:: Extract ::

==========

Biosynthetic Semaglutide Cuts HbA1c by 1.86% and Weight by 7.8 kg in Real-World Use
A 30-week Pakistani multicentre study shows biosynthetic semaglutide delivers clinically meaningful glycemic and weight benefits in routine care.
Summary
A prospective, real-world study across multiple Pakistani clinics followed 217 adults with type 2 diabetes who started biosynthetic semaglutide for 30 weeks. Average HbA1c dropped from 9.27% to 7.41%, nearly 77% of patients achieved HbA1c below 8%, and average body weight fell by almost 8 kg. Over three-quarters of participants lost at least 5% of their body weight. Treatment satisfaction and physical quality of life also improved significantly. Side effects were mainly mild gastrointestinal complaints, and no severe hypoglycemia occurred. The findings suggest biosynthetic semaglutide performs comparably to branded semaglutide even in resource-limited healthcare settings, potentially expanding access to effective GLP-1 therapy for millions of patients globally.
Detailed Summary
GLP-1 receptor agonists like semaglutide have transformed type 2 diabetes management, but their high cost limits access in lower-income countries. Biosynthetic semaglutide — a more affordable version — has emerged as a potential solution, yet real-world evidence from cost-constrained settings has been scarce until now.
This prospective, non-interventional multicentre study enrolled 217 adults with type 2 diabetes across multiple outpatient clinics in Pakistan. Participants initiated biosynthetic semaglutide as part of routine care and were followed for 30 weeks. The primary outcome was change in HbA1c; secondary outcomes included body weight, waist circumference, patient-reported treatment satisfaction, and physical quality of life measured by validated instruments (DTSQs and SF-36v2).
The results were striking. Mean HbA1c fell from 9.27% at baseline to 7.41% at study end, a reduction of 1.86 percentage points. Roughly 77% of patients achieved HbA1c below 8% and nearly 39% reached the tighter target of below 7%. Mean body weight decreased by 7.84 kg, with 76.5% of patients achieving clinically meaningful weight loss of 5% or more. BMI and waist circumference also declined significantly. Patient-reported treatment satisfaction and physical quality-of-life scores improved, and the safety profile mirrored that of branded semaglutide — predominantly mild, non-serious gastrointestinal events with no severe hypoglycemia.

==========

Records from a data source:
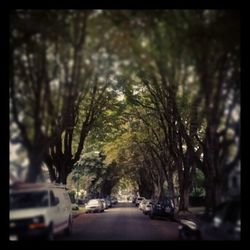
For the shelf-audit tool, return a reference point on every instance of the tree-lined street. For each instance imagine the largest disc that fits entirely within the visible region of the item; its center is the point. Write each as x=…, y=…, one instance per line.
x=123, y=222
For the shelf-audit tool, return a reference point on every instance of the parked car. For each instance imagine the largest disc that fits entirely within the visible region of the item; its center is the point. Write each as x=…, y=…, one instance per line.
x=138, y=200
x=94, y=205
x=142, y=204
x=105, y=203
x=224, y=224
x=147, y=207
x=39, y=210
x=163, y=208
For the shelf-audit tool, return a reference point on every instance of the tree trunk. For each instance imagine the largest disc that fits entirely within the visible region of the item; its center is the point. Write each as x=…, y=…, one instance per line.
x=34, y=168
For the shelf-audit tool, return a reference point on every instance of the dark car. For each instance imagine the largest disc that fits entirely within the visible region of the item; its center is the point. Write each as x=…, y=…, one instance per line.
x=163, y=208
x=225, y=224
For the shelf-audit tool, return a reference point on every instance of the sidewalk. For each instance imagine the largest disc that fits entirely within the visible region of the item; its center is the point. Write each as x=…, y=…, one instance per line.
x=78, y=212
x=193, y=214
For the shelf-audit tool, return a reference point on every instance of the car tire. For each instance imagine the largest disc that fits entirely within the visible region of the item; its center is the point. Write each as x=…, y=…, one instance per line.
x=151, y=216
x=68, y=230
x=50, y=235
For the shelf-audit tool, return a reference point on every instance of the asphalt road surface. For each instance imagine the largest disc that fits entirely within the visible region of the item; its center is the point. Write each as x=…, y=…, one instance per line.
x=122, y=222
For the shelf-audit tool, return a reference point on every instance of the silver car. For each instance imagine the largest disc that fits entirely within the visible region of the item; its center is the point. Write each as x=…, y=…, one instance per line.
x=94, y=205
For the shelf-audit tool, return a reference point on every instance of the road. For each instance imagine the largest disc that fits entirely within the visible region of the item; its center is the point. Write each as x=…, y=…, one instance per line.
x=122, y=222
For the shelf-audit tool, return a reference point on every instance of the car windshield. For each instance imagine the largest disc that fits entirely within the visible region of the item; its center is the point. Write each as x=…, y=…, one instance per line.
x=29, y=200
x=93, y=202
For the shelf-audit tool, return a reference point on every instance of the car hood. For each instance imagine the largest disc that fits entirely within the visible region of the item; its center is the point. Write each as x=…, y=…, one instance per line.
x=27, y=213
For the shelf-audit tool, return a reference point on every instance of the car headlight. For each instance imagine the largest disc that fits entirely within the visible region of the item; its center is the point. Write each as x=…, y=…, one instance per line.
x=37, y=222
x=38, y=219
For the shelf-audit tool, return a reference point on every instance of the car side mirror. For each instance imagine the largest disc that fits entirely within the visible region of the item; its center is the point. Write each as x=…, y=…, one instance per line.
x=55, y=202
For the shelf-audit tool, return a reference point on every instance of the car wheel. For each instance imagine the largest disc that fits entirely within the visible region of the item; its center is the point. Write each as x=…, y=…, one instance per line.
x=151, y=216
x=68, y=230
x=50, y=234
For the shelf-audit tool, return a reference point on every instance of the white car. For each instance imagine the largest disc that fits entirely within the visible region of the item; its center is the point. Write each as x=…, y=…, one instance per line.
x=94, y=205
x=39, y=210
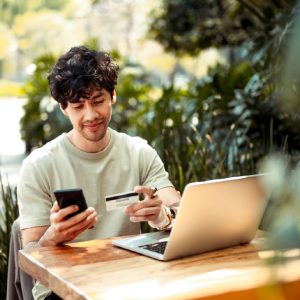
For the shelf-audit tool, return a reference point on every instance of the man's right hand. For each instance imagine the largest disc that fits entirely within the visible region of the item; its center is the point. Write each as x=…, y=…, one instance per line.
x=61, y=230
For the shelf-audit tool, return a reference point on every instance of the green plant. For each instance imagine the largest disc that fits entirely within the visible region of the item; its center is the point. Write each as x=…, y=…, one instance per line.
x=8, y=213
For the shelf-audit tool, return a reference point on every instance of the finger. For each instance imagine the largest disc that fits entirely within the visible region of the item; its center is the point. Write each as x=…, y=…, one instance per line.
x=86, y=224
x=143, y=218
x=74, y=224
x=71, y=222
x=131, y=209
x=146, y=211
x=64, y=212
x=148, y=191
x=55, y=207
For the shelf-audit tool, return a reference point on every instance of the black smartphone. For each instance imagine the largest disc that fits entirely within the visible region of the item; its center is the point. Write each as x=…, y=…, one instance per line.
x=67, y=197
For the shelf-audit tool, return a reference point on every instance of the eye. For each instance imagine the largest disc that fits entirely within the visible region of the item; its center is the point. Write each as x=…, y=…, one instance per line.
x=98, y=101
x=77, y=106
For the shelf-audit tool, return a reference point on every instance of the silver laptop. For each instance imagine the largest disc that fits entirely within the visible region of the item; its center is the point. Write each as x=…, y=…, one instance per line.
x=212, y=215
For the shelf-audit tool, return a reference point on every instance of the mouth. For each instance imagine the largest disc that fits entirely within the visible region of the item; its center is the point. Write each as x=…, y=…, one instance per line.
x=93, y=126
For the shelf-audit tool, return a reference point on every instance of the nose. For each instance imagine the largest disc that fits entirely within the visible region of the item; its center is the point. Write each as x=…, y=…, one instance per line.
x=91, y=114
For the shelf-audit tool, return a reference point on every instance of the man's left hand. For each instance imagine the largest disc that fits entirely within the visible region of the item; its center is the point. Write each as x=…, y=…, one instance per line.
x=149, y=209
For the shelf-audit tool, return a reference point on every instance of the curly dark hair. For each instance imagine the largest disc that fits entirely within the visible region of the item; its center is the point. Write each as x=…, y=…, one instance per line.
x=78, y=71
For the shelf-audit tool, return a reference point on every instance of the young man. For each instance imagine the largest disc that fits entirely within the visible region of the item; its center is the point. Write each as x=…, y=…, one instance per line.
x=92, y=157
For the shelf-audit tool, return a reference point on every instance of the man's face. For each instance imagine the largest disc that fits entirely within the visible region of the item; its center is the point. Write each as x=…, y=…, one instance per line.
x=90, y=116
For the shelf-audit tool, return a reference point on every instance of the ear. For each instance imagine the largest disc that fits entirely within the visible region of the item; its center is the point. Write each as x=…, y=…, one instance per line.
x=114, y=98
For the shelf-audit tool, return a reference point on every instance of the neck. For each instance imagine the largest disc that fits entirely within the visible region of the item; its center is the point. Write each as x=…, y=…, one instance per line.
x=86, y=145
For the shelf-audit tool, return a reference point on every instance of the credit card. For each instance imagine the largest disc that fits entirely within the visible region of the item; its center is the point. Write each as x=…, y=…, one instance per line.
x=121, y=200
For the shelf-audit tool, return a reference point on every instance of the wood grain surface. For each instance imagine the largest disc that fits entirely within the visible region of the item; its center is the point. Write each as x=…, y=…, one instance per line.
x=98, y=270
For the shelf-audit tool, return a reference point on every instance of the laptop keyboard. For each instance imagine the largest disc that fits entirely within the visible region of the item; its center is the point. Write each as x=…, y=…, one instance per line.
x=156, y=247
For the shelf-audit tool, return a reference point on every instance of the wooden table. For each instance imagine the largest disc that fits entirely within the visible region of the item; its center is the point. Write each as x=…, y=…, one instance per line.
x=98, y=270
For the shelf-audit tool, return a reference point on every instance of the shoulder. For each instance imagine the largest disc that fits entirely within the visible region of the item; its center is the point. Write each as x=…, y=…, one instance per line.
x=132, y=142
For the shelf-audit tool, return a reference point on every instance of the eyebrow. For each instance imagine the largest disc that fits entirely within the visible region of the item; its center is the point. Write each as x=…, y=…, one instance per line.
x=99, y=94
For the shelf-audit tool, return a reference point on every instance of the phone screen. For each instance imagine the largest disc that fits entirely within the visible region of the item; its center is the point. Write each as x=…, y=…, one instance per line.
x=67, y=197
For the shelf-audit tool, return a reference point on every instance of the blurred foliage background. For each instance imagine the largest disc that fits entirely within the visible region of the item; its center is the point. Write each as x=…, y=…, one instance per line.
x=218, y=125
x=208, y=94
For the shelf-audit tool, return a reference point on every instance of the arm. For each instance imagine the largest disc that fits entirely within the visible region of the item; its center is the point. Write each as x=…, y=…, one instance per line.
x=60, y=230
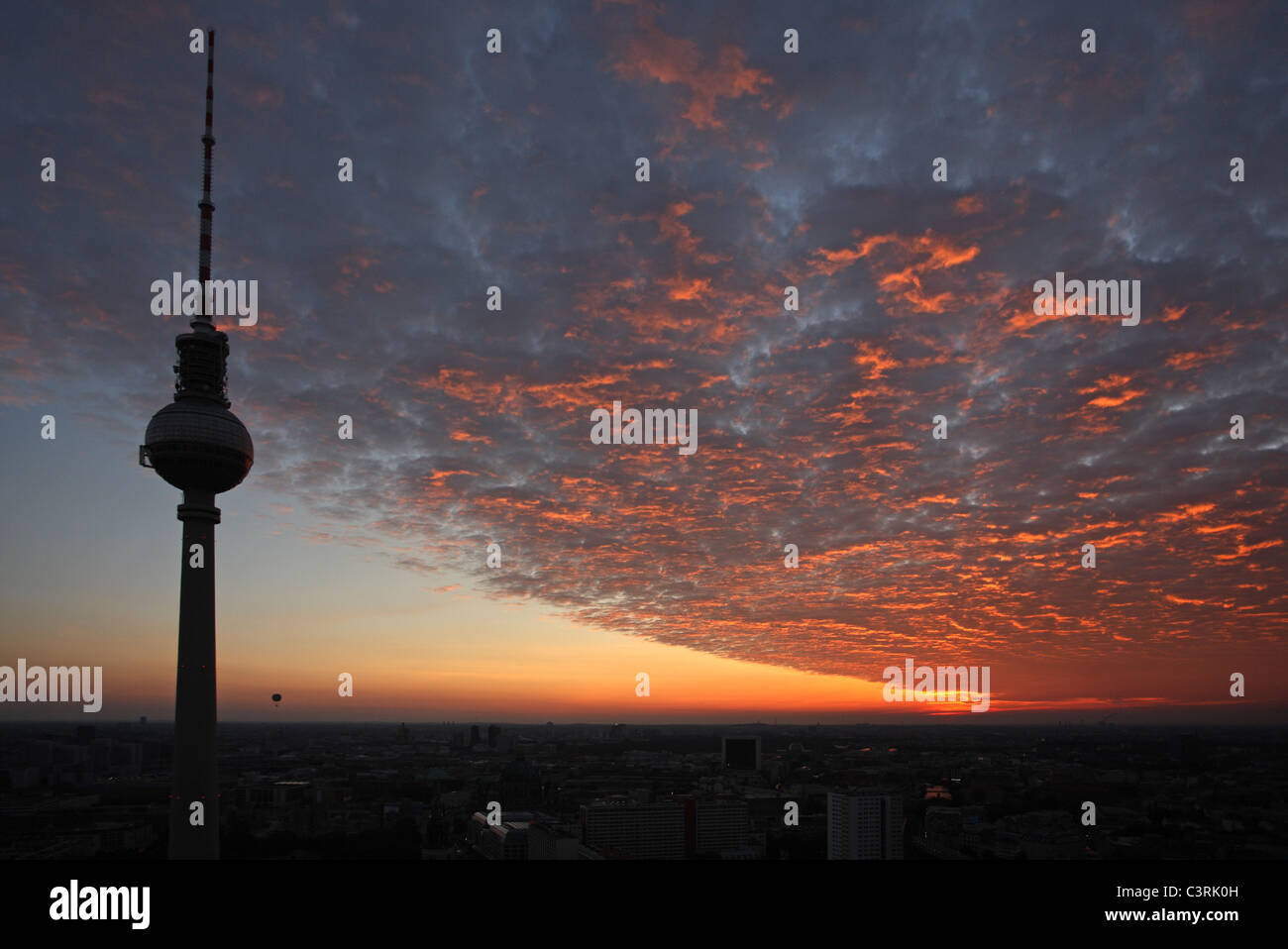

==========

:: Instructions for the task ::
Transcribe the stretch of the text about biosynthetic semaglutide from "Detailed Summary" through "scarce until now.". Rely solely on the text about biosynthetic semaglutide to complete the work that comes after this.

:: Answer area ::
Detailed Summary
GLP-1 receptor agonists like semaglutide have transformed type 2 diabetes management, but their high cost limits access in lower-income countries. Biosynthetic semaglutide — a more affordable version — has emerged as a potential solution, yet real-world evidence from cost-constrained settings has been scarce until now.